## Exercise requirements
Show every line in the records below that contains the word "foliage".

-- Extracted data follows --

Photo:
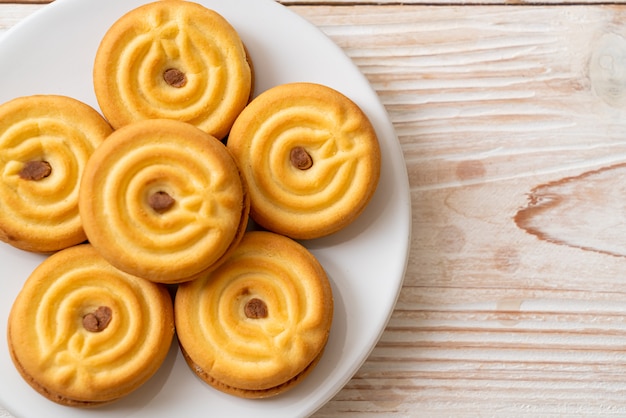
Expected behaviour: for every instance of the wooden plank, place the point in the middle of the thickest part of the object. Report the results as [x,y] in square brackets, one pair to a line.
[489,103]
[498,109]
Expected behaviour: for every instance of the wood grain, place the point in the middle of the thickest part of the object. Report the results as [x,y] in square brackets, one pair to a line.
[495,106]
[490,102]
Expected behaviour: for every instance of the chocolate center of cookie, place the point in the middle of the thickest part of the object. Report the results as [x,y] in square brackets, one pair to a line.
[300,158]
[161,201]
[255,308]
[98,320]
[35,170]
[175,77]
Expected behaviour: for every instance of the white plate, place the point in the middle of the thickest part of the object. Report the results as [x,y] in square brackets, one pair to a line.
[52,52]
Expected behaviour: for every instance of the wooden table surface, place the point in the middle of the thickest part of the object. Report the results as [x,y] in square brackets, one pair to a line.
[512,120]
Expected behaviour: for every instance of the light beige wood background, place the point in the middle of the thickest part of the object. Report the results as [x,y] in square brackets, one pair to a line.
[512,119]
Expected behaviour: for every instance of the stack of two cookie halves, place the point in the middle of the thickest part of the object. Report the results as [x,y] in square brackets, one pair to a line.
[253,309]
[157,195]
[166,199]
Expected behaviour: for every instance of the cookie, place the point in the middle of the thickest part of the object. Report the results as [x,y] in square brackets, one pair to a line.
[176,60]
[45,142]
[85,334]
[163,200]
[310,157]
[258,324]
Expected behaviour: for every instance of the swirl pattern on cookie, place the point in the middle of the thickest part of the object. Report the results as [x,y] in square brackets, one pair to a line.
[83,333]
[310,156]
[175,60]
[252,326]
[163,200]
[45,142]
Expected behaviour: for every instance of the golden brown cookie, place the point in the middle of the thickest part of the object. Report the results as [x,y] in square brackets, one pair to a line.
[163,200]
[45,142]
[258,324]
[83,333]
[173,59]
[310,157]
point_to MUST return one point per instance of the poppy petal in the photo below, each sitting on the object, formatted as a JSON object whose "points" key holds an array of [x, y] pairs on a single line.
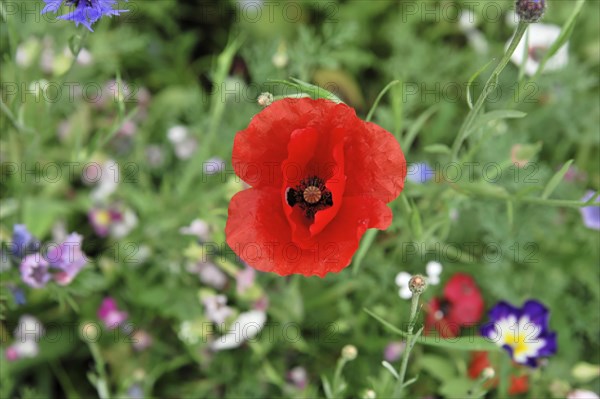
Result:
{"points": [[260, 149], [375, 165]]}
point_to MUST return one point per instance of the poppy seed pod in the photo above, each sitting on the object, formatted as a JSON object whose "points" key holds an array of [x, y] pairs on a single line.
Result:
{"points": [[530, 10]]}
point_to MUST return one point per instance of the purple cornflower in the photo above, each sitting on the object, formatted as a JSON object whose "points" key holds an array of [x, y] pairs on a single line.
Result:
{"points": [[34, 270], [86, 12], [23, 241], [523, 332], [591, 214], [68, 258], [110, 314]]}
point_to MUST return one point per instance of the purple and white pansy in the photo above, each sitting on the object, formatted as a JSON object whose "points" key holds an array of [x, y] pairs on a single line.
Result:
{"points": [[523, 332]]}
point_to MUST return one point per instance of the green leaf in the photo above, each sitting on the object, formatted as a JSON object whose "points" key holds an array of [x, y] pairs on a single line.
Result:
{"points": [[391, 369], [313, 91], [460, 343], [564, 36], [437, 149], [438, 367], [381, 94], [457, 388], [556, 179], [415, 223], [365, 244], [470, 82], [481, 188], [416, 127], [495, 115], [327, 387], [75, 43]]}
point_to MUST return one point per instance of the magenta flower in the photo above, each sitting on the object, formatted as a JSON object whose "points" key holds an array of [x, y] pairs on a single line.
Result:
{"points": [[68, 258], [591, 214], [110, 314], [34, 270]]}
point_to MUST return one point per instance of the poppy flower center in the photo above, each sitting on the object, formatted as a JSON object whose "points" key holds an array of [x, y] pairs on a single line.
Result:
{"points": [[310, 196]]}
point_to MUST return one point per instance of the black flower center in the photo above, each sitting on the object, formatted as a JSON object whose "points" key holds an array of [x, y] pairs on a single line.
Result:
{"points": [[310, 195]]}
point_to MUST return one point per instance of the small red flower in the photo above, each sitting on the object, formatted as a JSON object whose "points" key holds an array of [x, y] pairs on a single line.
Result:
{"points": [[320, 177], [460, 306], [479, 361]]}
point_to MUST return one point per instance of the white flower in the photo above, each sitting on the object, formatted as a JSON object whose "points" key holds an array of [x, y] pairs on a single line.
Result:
{"points": [[539, 38], [402, 280], [244, 328], [434, 269], [28, 329]]}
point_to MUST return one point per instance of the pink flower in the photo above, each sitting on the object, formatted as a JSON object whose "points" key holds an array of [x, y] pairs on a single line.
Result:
{"points": [[110, 315]]}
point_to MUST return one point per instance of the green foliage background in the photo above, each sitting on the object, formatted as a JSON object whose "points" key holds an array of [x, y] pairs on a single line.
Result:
{"points": [[204, 65]]}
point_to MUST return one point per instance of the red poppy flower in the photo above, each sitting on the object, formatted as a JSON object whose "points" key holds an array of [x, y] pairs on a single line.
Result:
{"points": [[480, 360], [320, 177], [460, 306]]}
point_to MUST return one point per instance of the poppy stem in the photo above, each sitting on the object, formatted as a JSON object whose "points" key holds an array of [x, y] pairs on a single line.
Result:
{"points": [[490, 85], [411, 339]]}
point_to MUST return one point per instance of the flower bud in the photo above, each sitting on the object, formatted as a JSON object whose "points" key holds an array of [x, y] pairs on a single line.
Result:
{"points": [[369, 394], [488, 373], [265, 99], [349, 352], [417, 284], [530, 10]]}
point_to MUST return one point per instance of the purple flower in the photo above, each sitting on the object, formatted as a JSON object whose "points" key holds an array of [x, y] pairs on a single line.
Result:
{"points": [[298, 376], [68, 258], [86, 12], [110, 314], [420, 172], [23, 241], [591, 214], [523, 332], [34, 270]]}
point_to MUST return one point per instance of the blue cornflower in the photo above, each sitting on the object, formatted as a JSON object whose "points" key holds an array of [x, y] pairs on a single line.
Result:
{"points": [[523, 332], [591, 214], [86, 12], [420, 172]]}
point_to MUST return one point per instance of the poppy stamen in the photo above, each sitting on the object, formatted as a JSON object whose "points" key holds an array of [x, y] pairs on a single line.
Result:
{"points": [[311, 195]]}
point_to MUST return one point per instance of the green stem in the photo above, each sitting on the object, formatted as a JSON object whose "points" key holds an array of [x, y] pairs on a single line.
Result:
{"points": [[379, 97], [101, 378], [13, 120], [410, 342], [487, 89], [337, 375]]}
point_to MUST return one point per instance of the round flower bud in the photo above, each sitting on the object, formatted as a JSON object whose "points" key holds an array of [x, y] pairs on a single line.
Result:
{"points": [[265, 99], [530, 10], [488, 373], [349, 352], [370, 394], [417, 284]]}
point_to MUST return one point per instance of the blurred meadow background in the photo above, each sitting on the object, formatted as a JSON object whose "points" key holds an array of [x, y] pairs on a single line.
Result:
{"points": [[128, 144]]}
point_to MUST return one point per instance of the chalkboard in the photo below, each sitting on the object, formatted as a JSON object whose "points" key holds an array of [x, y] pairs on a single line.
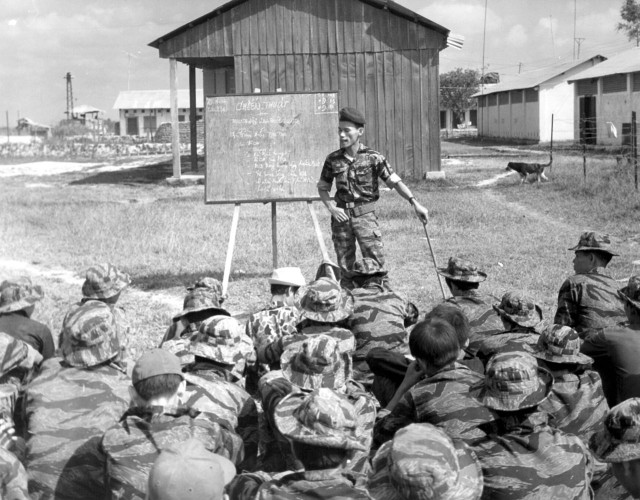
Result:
{"points": [[268, 147]]}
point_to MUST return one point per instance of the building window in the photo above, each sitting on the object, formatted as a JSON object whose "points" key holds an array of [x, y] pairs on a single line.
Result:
{"points": [[614, 83]]}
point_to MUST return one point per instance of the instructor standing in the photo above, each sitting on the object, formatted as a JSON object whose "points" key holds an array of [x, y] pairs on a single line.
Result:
{"points": [[356, 169]]}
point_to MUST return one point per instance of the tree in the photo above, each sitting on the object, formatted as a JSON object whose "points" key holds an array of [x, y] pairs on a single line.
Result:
{"points": [[456, 89], [630, 14]]}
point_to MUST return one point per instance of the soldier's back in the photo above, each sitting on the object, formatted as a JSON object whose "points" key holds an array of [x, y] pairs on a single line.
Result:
{"points": [[66, 410]]}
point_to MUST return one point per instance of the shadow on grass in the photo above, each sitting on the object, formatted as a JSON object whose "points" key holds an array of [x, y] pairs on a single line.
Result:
{"points": [[155, 173], [161, 281]]}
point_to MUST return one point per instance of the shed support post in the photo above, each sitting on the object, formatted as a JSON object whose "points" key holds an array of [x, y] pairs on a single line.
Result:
{"points": [[175, 131]]}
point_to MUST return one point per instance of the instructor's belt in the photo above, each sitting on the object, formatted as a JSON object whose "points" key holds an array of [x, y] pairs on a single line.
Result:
{"points": [[357, 208]]}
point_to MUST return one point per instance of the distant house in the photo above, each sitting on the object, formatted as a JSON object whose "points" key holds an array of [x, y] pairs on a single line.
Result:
{"points": [[604, 98], [142, 111], [521, 107]]}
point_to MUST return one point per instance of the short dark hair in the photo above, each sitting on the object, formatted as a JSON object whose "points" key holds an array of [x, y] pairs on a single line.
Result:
{"points": [[465, 286], [319, 457], [435, 342], [165, 385], [453, 315], [277, 289]]}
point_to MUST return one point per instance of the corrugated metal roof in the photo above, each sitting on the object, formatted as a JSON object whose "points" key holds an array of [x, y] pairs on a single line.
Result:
{"points": [[391, 6], [155, 99], [531, 79], [625, 62]]}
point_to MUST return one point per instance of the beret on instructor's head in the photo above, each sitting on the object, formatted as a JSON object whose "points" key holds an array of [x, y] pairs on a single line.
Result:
{"points": [[352, 115]]}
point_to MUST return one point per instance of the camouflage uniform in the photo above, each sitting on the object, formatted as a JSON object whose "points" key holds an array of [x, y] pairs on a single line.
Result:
{"points": [[66, 411], [576, 401], [15, 297], [356, 191], [448, 469], [13, 477], [522, 457], [132, 446], [322, 418], [447, 399]]}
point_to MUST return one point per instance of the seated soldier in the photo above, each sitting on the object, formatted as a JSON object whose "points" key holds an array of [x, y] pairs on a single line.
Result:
{"points": [[188, 471], [576, 401], [522, 456], [200, 303], [422, 461], [617, 349], [390, 369], [313, 362], [618, 444], [13, 477], [437, 389], [380, 316], [463, 279], [321, 428], [17, 303], [215, 382], [280, 317], [520, 317], [589, 299], [154, 421], [71, 402]]}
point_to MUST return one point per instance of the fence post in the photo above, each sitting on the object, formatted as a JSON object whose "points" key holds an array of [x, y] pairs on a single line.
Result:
{"points": [[584, 162]]}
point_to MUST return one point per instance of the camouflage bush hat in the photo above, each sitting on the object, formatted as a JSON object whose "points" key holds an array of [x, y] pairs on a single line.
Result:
{"points": [[155, 362], [288, 276], [631, 292], [222, 339], [561, 344], [423, 463], [514, 381], [201, 299], [520, 309], [89, 335], [365, 267], [188, 471], [103, 281], [619, 440], [462, 270], [324, 300], [321, 418], [592, 241], [317, 363], [16, 295]]}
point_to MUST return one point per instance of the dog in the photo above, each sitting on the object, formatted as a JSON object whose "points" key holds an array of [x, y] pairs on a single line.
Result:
{"points": [[526, 169]]}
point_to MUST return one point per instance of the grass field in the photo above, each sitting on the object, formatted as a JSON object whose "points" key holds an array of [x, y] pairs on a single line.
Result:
{"points": [[54, 227]]}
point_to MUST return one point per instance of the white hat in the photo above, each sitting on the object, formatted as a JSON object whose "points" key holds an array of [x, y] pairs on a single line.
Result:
{"points": [[290, 276]]}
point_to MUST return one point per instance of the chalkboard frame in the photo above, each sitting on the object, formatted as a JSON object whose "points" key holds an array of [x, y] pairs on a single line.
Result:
{"points": [[211, 147]]}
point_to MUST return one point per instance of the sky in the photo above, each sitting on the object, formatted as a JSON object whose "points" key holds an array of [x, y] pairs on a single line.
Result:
{"points": [[104, 44]]}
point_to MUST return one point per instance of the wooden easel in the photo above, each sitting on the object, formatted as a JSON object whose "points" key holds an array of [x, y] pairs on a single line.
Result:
{"points": [[274, 239]]}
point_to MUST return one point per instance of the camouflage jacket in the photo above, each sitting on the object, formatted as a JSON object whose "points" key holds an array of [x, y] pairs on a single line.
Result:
{"points": [[589, 301], [66, 410], [13, 477], [268, 326], [311, 485], [483, 320], [576, 403], [513, 340], [525, 458], [227, 404], [377, 321], [356, 180], [131, 446], [447, 399]]}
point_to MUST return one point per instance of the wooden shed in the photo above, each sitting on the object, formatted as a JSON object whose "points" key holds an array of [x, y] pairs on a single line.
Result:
{"points": [[378, 55]]}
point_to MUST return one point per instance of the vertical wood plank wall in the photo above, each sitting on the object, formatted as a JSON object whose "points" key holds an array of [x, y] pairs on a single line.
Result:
{"points": [[379, 62]]}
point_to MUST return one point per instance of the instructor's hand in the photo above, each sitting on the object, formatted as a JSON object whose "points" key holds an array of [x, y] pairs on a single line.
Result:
{"points": [[421, 212], [339, 215]]}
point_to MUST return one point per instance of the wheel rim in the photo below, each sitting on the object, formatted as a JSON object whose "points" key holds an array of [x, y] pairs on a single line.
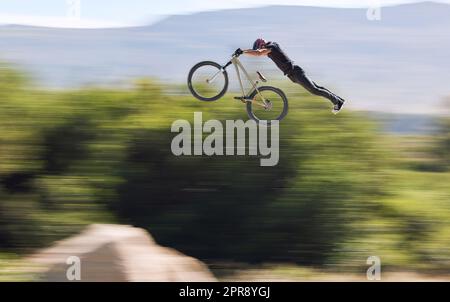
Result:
{"points": [[267, 105], [208, 81]]}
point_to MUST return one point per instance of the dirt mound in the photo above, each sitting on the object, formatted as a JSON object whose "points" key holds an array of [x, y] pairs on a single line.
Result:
{"points": [[118, 253]]}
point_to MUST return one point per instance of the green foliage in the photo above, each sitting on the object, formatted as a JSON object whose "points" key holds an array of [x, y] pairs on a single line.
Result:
{"points": [[71, 158]]}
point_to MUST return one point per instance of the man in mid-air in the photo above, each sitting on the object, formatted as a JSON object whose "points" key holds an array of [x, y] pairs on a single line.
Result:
{"points": [[294, 72]]}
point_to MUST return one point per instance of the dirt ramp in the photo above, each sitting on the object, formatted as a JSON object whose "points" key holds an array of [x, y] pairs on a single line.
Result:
{"points": [[118, 253]]}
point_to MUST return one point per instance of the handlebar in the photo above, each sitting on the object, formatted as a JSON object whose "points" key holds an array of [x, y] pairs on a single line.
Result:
{"points": [[238, 52]]}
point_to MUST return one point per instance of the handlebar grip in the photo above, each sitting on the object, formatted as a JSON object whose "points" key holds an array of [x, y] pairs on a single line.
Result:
{"points": [[238, 52]]}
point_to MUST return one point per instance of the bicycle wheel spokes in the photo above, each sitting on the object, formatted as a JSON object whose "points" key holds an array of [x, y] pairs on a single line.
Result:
{"points": [[267, 105], [208, 82]]}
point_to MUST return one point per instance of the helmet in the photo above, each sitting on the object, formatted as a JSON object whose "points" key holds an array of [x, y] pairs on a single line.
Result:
{"points": [[258, 43]]}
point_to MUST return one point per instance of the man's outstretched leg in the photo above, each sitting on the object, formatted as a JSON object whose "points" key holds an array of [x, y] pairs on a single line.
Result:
{"points": [[298, 76]]}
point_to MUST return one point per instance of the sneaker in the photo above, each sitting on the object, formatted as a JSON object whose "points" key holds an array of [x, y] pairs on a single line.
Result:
{"points": [[338, 106]]}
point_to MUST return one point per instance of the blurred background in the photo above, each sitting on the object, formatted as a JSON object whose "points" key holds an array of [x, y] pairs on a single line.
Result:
{"points": [[86, 108]]}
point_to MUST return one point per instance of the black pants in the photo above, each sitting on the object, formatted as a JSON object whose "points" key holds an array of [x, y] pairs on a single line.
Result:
{"points": [[298, 76]]}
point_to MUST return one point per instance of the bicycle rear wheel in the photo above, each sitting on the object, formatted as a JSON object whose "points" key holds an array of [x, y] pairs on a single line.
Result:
{"points": [[268, 104], [207, 81]]}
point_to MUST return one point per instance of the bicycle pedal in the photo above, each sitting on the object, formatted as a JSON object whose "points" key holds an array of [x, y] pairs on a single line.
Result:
{"points": [[240, 98]]}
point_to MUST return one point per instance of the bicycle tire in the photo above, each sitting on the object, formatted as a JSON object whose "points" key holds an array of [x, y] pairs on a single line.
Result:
{"points": [[275, 90], [196, 94]]}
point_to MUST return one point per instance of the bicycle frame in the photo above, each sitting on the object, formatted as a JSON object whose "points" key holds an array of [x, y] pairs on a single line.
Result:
{"points": [[238, 65]]}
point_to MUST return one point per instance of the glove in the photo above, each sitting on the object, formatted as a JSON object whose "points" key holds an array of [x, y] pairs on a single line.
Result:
{"points": [[238, 52]]}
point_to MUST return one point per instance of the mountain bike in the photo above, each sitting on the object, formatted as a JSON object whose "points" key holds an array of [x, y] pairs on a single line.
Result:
{"points": [[208, 81]]}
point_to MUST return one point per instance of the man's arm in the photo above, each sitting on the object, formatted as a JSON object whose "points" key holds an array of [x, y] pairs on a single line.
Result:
{"points": [[258, 52]]}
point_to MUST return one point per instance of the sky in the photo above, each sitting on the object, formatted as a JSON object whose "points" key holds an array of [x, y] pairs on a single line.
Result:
{"points": [[119, 13]]}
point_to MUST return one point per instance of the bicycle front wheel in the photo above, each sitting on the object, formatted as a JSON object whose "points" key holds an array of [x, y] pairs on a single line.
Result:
{"points": [[207, 81], [267, 104]]}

-- Extracted data concluded --

## Written solution
point_to MUST return one point per instance of the green foliage background in the photo above, each sitting on the object, formatted as a JSON object whose "points" key holds an array of [x, y] pairs on a single line.
point_to MUST return one point per instance of the green foliage in the photo above, each sitting on the object, formatted as a JSON object whose "points" key holds an array of [x, y] pairs on a single line.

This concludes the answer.